Collected data
....

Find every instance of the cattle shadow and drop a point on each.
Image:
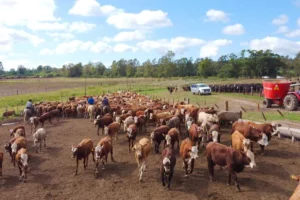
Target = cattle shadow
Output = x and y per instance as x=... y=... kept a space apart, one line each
x=280 y=154
x=121 y=169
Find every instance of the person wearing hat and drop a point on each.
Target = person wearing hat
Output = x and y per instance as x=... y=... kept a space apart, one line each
x=29 y=105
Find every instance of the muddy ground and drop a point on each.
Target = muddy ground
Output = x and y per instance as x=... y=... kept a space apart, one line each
x=52 y=171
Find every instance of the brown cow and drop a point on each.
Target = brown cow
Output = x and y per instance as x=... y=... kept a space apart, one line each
x=131 y=133
x=142 y=150
x=112 y=129
x=234 y=160
x=1 y=160
x=158 y=135
x=103 y=148
x=188 y=153
x=172 y=137
x=296 y=194
x=168 y=163
x=251 y=133
x=102 y=122
x=83 y=150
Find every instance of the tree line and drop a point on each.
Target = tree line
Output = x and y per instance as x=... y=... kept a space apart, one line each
x=247 y=63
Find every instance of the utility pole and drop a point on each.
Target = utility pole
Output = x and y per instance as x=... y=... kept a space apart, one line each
x=85 y=86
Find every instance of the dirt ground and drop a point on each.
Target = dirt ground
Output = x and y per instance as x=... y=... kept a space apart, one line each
x=52 y=171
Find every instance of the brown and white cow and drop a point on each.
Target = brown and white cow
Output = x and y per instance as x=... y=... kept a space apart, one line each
x=22 y=160
x=172 y=137
x=158 y=135
x=168 y=163
x=296 y=194
x=82 y=151
x=103 y=148
x=234 y=160
x=142 y=150
x=131 y=133
x=188 y=153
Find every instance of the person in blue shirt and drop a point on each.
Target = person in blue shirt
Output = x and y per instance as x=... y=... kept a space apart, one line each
x=105 y=102
x=29 y=105
x=91 y=101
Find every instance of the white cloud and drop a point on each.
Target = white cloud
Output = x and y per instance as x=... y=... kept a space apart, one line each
x=178 y=44
x=144 y=20
x=280 y=20
x=211 y=49
x=294 y=33
x=282 y=29
x=236 y=29
x=46 y=52
x=92 y=8
x=66 y=36
x=20 y=12
x=216 y=15
x=127 y=36
x=79 y=27
x=119 y=48
x=10 y=36
x=277 y=45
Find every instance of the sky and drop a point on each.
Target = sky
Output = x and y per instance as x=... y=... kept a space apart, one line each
x=57 y=32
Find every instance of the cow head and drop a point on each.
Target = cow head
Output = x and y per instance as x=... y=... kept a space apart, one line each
x=215 y=136
x=24 y=164
x=74 y=151
x=138 y=150
x=264 y=140
x=250 y=156
x=168 y=139
x=167 y=165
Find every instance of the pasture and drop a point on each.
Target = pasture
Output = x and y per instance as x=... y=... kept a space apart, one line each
x=52 y=171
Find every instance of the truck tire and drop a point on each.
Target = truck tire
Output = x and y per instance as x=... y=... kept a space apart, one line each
x=267 y=103
x=290 y=102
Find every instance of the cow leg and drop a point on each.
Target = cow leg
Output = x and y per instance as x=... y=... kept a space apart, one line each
x=262 y=148
x=210 y=165
x=76 y=166
x=233 y=174
x=162 y=175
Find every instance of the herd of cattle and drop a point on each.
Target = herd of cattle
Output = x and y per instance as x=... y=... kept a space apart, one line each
x=196 y=128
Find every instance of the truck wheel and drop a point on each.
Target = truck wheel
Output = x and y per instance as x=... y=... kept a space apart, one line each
x=290 y=102
x=267 y=103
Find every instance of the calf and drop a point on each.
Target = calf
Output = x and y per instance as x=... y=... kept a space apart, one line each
x=158 y=135
x=18 y=131
x=195 y=134
x=239 y=142
x=82 y=151
x=172 y=137
x=142 y=150
x=112 y=129
x=296 y=194
x=38 y=137
x=140 y=121
x=22 y=160
x=14 y=145
x=168 y=163
x=131 y=135
x=188 y=153
x=103 y=148
x=234 y=160
x=102 y=122
x=1 y=160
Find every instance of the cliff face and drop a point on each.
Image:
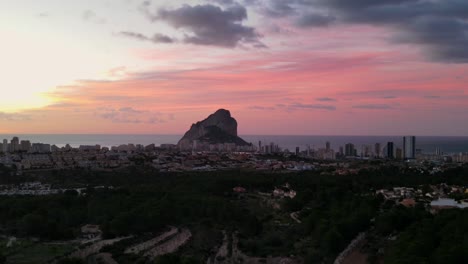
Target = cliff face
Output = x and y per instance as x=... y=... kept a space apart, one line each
x=219 y=127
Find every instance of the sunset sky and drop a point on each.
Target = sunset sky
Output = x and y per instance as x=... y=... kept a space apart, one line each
x=305 y=67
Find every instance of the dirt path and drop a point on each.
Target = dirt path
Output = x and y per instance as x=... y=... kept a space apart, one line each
x=171 y=245
x=151 y=243
x=95 y=248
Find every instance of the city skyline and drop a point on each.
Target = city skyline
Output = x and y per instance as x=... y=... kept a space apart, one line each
x=282 y=68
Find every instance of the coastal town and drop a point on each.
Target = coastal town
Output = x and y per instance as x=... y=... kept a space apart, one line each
x=168 y=157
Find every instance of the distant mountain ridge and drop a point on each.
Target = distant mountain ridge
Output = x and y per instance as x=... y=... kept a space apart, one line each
x=219 y=127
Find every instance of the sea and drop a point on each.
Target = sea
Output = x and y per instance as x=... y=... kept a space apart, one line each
x=427 y=144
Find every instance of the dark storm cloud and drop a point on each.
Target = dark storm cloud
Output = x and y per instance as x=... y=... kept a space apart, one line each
x=157 y=38
x=373 y=106
x=209 y=24
x=314 y=20
x=439 y=26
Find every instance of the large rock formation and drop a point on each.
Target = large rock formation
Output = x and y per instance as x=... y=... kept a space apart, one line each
x=219 y=127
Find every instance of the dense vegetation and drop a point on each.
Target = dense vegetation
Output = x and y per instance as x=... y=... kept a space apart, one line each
x=333 y=210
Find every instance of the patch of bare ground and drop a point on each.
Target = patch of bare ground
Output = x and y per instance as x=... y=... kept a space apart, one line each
x=95 y=247
x=171 y=245
x=151 y=243
x=238 y=256
x=106 y=258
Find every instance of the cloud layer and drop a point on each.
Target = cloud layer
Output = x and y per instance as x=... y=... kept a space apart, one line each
x=439 y=26
x=207 y=25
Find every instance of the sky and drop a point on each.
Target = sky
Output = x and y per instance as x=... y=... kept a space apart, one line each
x=297 y=67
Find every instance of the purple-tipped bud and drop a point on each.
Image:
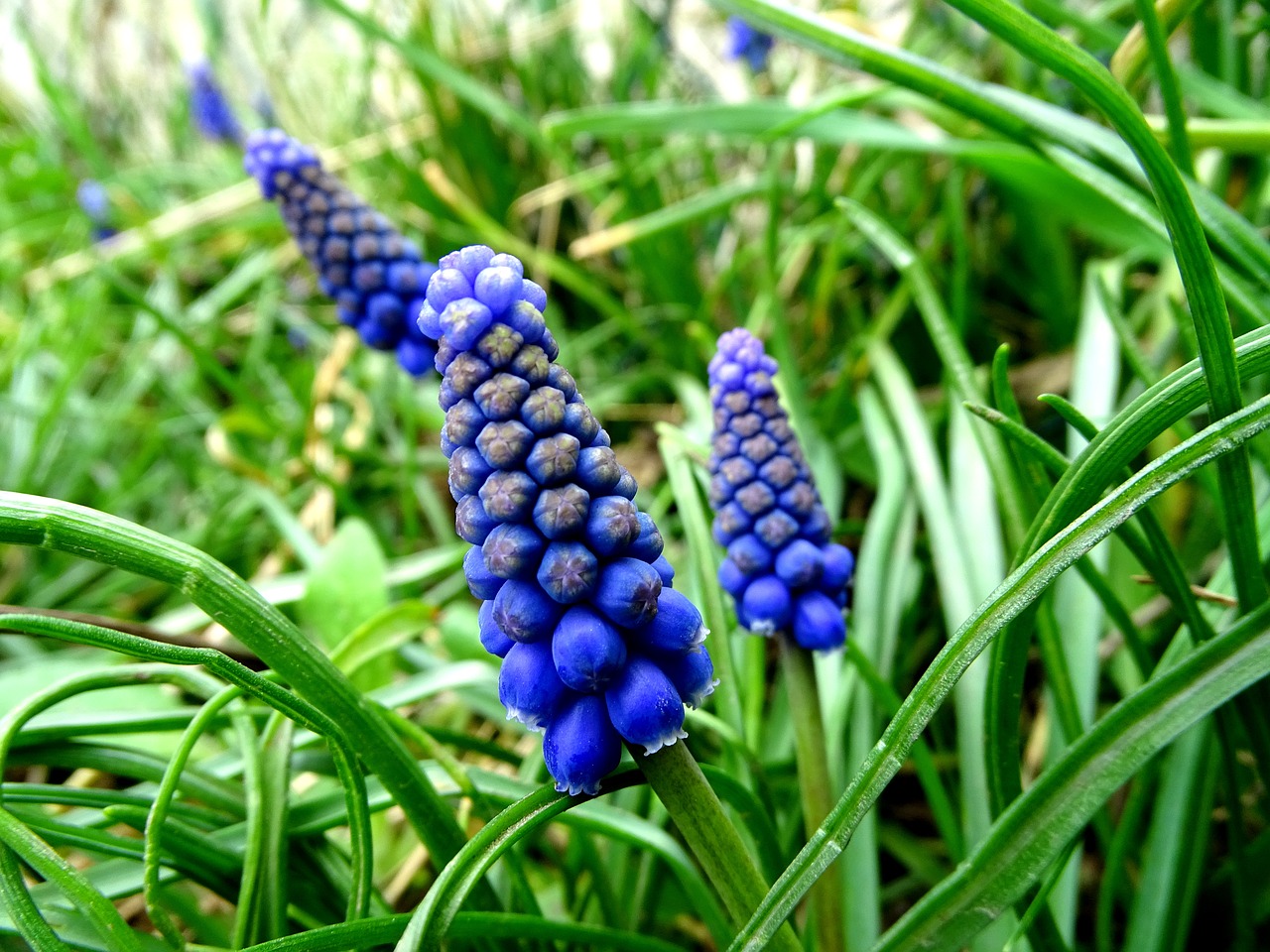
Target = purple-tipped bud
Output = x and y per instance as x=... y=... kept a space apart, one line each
x=554 y=460
x=211 y=111
x=562 y=512
x=767 y=512
x=612 y=525
x=471 y=522
x=375 y=276
x=665 y=570
x=767 y=604
x=512 y=551
x=508 y=495
x=480 y=580
x=626 y=592
x=529 y=685
x=570 y=571
x=677 y=627
x=648 y=543
x=691 y=674
x=644 y=706
x=492 y=638
x=524 y=612
x=570 y=561
x=580 y=747
x=747 y=44
x=588 y=652
x=818 y=624
x=598 y=470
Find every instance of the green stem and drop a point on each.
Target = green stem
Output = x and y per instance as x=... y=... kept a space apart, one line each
x=677 y=779
x=813 y=780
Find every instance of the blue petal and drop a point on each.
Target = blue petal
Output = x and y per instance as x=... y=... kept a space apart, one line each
x=580 y=747
x=644 y=706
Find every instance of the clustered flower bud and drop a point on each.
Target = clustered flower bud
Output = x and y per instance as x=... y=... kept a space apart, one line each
x=781 y=569
x=375 y=276
x=747 y=44
x=597 y=647
x=209 y=108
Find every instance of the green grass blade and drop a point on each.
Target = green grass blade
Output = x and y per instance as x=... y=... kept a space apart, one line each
x=1024 y=585
x=1037 y=829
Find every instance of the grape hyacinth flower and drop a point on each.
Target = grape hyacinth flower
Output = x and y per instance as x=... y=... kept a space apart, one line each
x=375 y=276
x=747 y=44
x=576 y=601
x=95 y=203
x=781 y=569
x=211 y=111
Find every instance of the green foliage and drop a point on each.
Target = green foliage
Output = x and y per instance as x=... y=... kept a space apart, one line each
x=933 y=220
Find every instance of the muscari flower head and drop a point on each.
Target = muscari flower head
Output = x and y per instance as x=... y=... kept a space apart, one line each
x=95 y=203
x=375 y=276
x=211 y=111
x=597 y=647
x=781 y=567
x=747 y=44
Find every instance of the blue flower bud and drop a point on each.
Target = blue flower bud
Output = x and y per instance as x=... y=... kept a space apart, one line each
x=480 y=580
x=693 y=675
x=747 y=44
x=588 y=652
x=543 y=412
x=818 y=624
x=570 y=571
x=554 y=460
x=767 y=604
x=626 y=592
x=598 y=470
x=492 y=638
x=838 y=566
x=512 y=549
x=677 y=627
x=375 y=276
x=644 y=706
x=504 y=444
x=529 y=685
x=562 y=512
x=211 y=111
x=471 y=522
x=524 y=611
x=801 y=563
x=767 y=512
x=572 y=565
x=508 y=495
x=648 y=543
x=612 y=525
x=580 y=747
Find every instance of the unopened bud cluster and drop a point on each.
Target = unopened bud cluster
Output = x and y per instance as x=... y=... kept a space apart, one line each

....

WHAT IS BEING ASKED
Your task is to return, exactly and on their own, the lines from the one containing "Find every instance of the muscari" through the last line of the listing.

SOLUTION
Find every instance of the muscari flower head and drop a point on each.
Target = muscari flower head
Output = x and y per instance as x=... y=... kept a space apart, one line each
x=95 y=203
x=375 y=276
x=211 y=111
x=597 y=647
x=781 y=567
x=747 y=44
Find every instance of the blue flower bud and drop a point on each.
Target = blue flower bud
Output = x and y per instance as x=... y=... kept a space apart, one line each
x=480 y=580
x=693 y=675
x=747 y=44
x=588 y=652
x=543 y=412
x=818 y=624
x=570 y=571
x=554 y=460
x=767 y=604
x=626 y=592
x=598 y=470
x=492 y=638
x=838 y=566
x=512 y=549
x=677 y=627
x=375 y=276
x=644 y=706
x=504 y=444
x=529 y=685
x=562 y=512
x=211 y=111
x=471 y=522
x=524 y=611
x=801 y=563
x=767 y=512
x=572 y=565
x=508 y=495
x=648 y=543
x=612 y=525
x=580 y=747
Find every instance of the unopened bud cluster and drop a point on each.
Target = unopened bud cluster
Output = x and y per instance as x=... y=... kept a space apart, one line each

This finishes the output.